◆ PAGE EXTRACT:
=-=-=-=-=

Test-driving a Tesla Model 3 in Tokyo

Recently my son Shintaro and I went to the Tesla showroom in Aoyama, Tokyo to take a Tesla Model 3 for a test drive. I wanted to see for myself how this electric vehicle compared to my almost 12 year old Prius hybrid and to be able to compare it to future EVs from other brands that we may eventually consider.

I’d noticed an increasing number of Teslas around Tokyo, though they’re still far rarer than around the San Francisco bay area. Given that much of Japan is densely populated, range anxiety (an often cited reason for slow electrification) should be less of an issue here compared to the US, particularly with cars that already have over 400 km of range.

I love the practicality of the rear hatch of my Prius that allows me to carry two road bikes without disassembly by simply folding the rear seats. The Tesla Model 3 has a much less accessible trunk, which pretty much rules it out for me. The Model Y will be more practical, but is also even bigger. Apparently it won’t be available in Japan until a year or two after it starts shipping in the US this month (March 2020).

Tesla’s models are quite large by Japanese standards, with implications for parking and for driving on narrow back streets. For example, these are the dimensions of the Tesla Model 3 vs. the current generation Toyota Prius (XW50):

Length: 4690 / 4570 (+120 mm)
Width: 1850 / 1760 (+90 mm)
Height: 1440 / 1470 (-30 mm)

Exact numbers for the Model Y aren’t available yet, but it’s expected to be about the same width but about 1600 mm tall (160 mm taller than the Prius).

The test drive was an unusual experience by Japanese standards. Somebody had mentioned that the dealer experience with Tesla is more like visiting an Apple store than a traditional dealer showroom. I’d say the difference was even greater.

Customer service expectations in Japan are incredibly high and that is probably one factor for Tesla’s relatively sluggish sales here, see a recent Japan Times article.

Shintaro had tried to make the reservation online and was promised a callback within 48 hours, but that never happened so he had to call again to fix up an appointment.

Even when I take my Prius to an oil change at a local gas station, I’ll be served a cup of coffee while I wait. By contrast, when we visited the Tesla showroom to evaluate a JPY 5,100,000 (USD 48,000) car, all we received was a business card of the sales person. They don’t even give you paper brochures. You can look it all up on the website, right?

Before the test drive they took photo copies of our drivers licenses. We were instructed not to take any pictures and to follow the rules of the road. We would be liable for any incidental damage to the car during the test drive. Then we got into the car parked by the roadside outside the showroom, first as passengers, then later taking turns driving it around Akasaka.

I liked the seats, which were nice and firm. The acceleration when you put your foot down is amazing. It feels like a big car but with enough power for its weight. Getting back into the Prius later, it felt quite light by comparison, by which I don’t mean acceleration but it simply feels like a lot less metal being moved around. It tips the scales at about 280 kg less than the base Model 3 (1335 kg vs. 1612 kg).

=-=-=-=-=

◆ RECORDED DATA:
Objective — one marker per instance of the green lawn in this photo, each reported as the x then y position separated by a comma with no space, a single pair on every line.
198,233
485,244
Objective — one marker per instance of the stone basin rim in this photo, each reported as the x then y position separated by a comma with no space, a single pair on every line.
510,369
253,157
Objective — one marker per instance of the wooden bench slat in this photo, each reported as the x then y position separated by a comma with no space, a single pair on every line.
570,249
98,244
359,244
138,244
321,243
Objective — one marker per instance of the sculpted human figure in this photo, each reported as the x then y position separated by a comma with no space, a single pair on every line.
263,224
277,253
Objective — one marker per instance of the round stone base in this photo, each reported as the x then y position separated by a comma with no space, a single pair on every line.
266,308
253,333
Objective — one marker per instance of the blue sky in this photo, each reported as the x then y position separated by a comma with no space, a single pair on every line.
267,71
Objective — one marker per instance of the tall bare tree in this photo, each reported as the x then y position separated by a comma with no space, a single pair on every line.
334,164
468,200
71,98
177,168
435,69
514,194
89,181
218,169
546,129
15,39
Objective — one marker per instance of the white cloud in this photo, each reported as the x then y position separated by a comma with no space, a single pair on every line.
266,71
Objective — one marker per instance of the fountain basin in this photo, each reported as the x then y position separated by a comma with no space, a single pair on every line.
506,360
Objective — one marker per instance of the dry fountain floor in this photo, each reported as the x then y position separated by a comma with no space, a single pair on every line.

=-=-=-=-=

◆ LIST OF TASKS:
1) Restate word for word the Tesla Model 3 test-drive post from "Exact numbers for" up to and including "up an appointment.".
2) Decide whether each statement agrees with the Tesla Model 3 test-drive post, answering yes or no and quoting the deciding words: (a) The Model Y is expected to reach Japan at the same time it starts shipping in the US. (b) The Tesla Model 3 is taller than the current generation Prius. (c) The showroom did not hand out paper brochures.
3) According to the Tesla Model 3 test-drive post, in what area did the two visitors take turns driving the car?
None of the lines are needed for what comes next.

◆ ANSWER SET:
1)
Exact numbers for the Model Y aren’t available yet, but it’s expected to be about the same width but about 1600 mm tall (160 mm taller than the Prius).

The test drive was an unusual experience by Japanese standards. Somebody had mentioned that the dealer experience with Tesla is more like visiting an Apple store than a traditional dealer showroom. I’d say the difference was even greater.

Customer service expectations in Japan are incredibly high and that is probably one factor for Tesla’s relatively sluggish sales here, see a recent Japan Times article.

Shintaro had tried to make the reservation online and was promised a callback within 48 hours, but that never happened so he had to call again to fix up an appointment.

2)
(a) No: "Apparently it won’t be available in Japan until a year or two after it starts shipping in the US this month (March 2020)."
(b) No: "Height: 1440 / 1470 (-30 mm)"
(c) Yes: "They don’t even give you paper brochures."

3) Around Akasaka.